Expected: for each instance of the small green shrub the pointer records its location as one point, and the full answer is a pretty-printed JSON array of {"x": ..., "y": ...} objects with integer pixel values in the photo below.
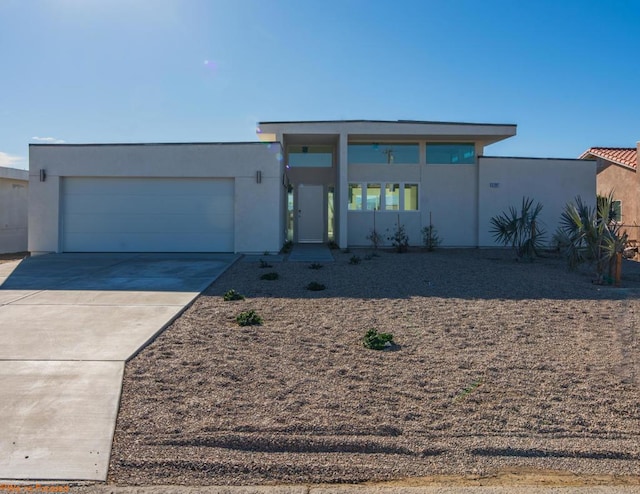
[
  {"x": 375, "y": 238},
  {"x": 315, "y": 286},
  {"x": 270, "y": 276},
  {"x": 377, "y": 341},
  {"x": 520, "y": 229},
  {"x": 230, "y": 295},
  {"x": 399, "y": 238},
  {"x": 430, "y": 238},
  {"x": 249, "y": 318}
]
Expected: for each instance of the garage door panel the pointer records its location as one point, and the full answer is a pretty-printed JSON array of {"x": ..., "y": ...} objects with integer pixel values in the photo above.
[
  {"x": 153, "y": 242},
  {"x": 153, "y": 215},
  {"x": 132, "y": 223},
  {"x": 165, "y": 205}
]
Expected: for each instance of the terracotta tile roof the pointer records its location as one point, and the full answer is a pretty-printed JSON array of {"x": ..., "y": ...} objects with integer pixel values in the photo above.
[{"x": 622, "y": 156}]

▶ **Do this**: Give each line of the records above as a numbered list, with blank lines and the pictures left out.

▶ **Exercise response**:
1. Expected: for each instance of the small green shrub the pointer records its location as one point, and the full answer is a pretty-printed JSON array of {"x": ..., "y": ...} objects with integer pixel values in the photo below.
2. [
3.   {"x": 375, "y": 238},
4.   {"x": 315, "y": 286},
5.   {"x": 270, "y": 276},
6.   {"x": 377, "y": 341},
7.   {"x": 520, "y": 229},
8.   {"x": 230, "y": 295},
9.   {"x": 399, "y": 238},
10.   {"x": 430, "y": 238},
11.   {"x": 249, "y": 318}
12. ]
13. Expected: for each instance of the garage door panel the pointer records its location as one point, and the full answer is a pretty-printed JSON array of {"x": ..., "y": ...} objects with integer pixel values in the photo above.
14. [
15.   {"x": 153, "y": 242},
16.   {"x": 153, "y": 215},
17.   {"x": 132, "y": 223},
18.   {"x": 165, "y": 205}
19. ]
20. Expected: for each instance of the terracotta tile roof the pointer records its location as one point, and the full answer is a pretty-printed JSON array of {"x": ..., "y": ...} objects with integer pixel values in the photo above.
21. [{"x": 622, "y": 156}]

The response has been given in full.